* Document excerpt *
(begin)
Everything we can know, which is to say, everything that there is, has some influence on the universe as a whole, which means
we can, through a reliable chain of causality, make inferences about anything that really exists. "Gravity", "black
holes" and "atoms" were once "metaphysical speculations" -- Newton didn't believe in "action
at a distance" (gravity) -- but time and dint of effort reveals all that there is. All knowledge claims come from verified
observation: it is either a direct perception, or a logical inference from direct perceptions. Inferential knowledge claims
are fully supported by evidence, and proofs are supported by true assumptions. Moreover, through logic, we can generalize.
Things are not things in themselves, but instances of some "kind". All carbon atoms are alike, so we can conclude
that chemical or atomic interactions involving carbon atoms will always turn out the same, other things being equal. Hence
we can not only make specific claims about individual observations, we can infer by similarity that like cases involve the
same entities and processes -- you don't have to open up every watch to understand how clockworks function. By careful observation
and sound inference, we can deduce the general laws -- the "Theory of Everything" as they call it nowadays -- that
define the entire universe.
(end)
* Information given *
(begin)
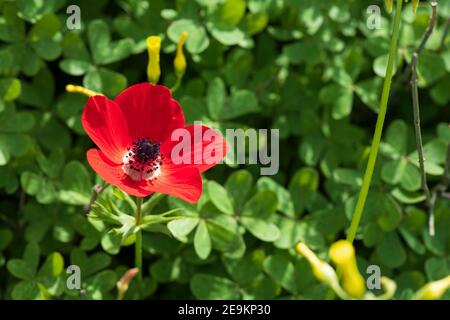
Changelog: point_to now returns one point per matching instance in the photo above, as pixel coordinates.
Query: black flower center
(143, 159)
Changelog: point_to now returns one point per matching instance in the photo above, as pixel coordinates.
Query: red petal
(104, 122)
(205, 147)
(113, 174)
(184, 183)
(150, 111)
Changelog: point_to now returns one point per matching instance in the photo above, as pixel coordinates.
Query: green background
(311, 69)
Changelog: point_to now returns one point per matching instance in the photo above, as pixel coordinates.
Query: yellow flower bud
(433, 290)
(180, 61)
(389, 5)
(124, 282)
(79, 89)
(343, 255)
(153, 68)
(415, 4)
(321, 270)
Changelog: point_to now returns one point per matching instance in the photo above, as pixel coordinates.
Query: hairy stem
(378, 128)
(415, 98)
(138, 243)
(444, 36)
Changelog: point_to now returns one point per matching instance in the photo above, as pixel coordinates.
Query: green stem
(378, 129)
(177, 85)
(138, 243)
(end)
(begin)
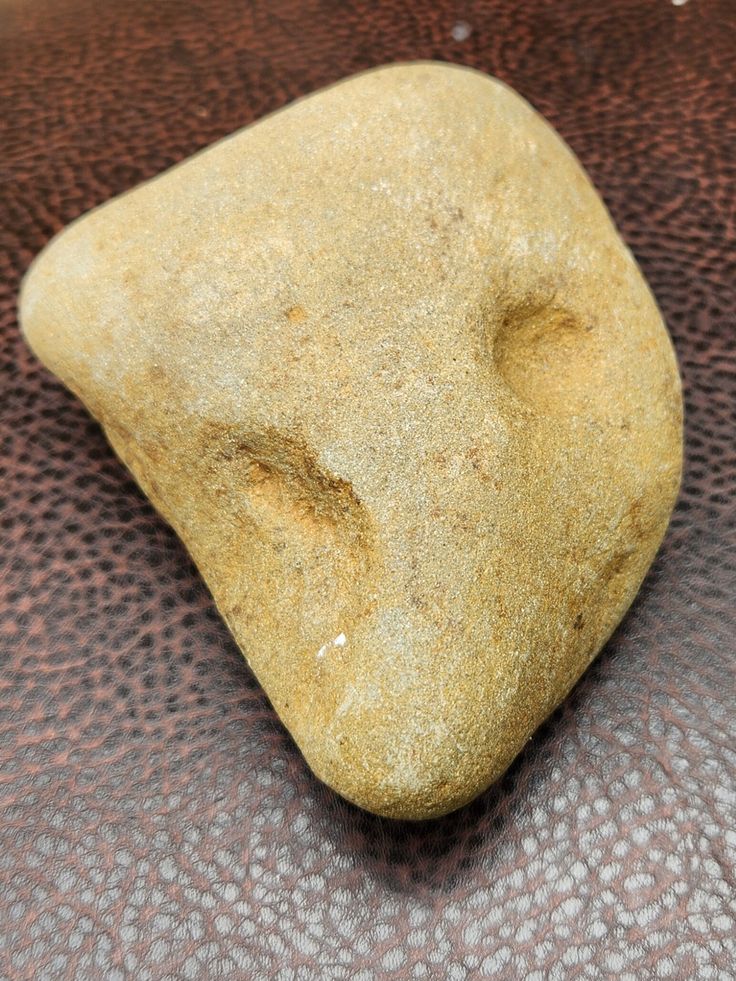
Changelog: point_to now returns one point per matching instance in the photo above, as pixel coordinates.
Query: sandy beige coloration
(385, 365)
(end)
* Short task *
For each numbered statement, answer yes or no to whether it agrees with the passage about knowledge and inference above, and quote the exact words that decide it. 1. Some knowledge claims come from sources other than verified observation. 2. Carbon atoms are all alike. 3. Understanding how clockworks function requires opening up every watch.

* Solution for this task *
1. No: "All knowledge claims come from verified observation"
2. Yes: "All carbon atoms are alike"
3. No: "you don't have to open up every watch to understand how clockworks function"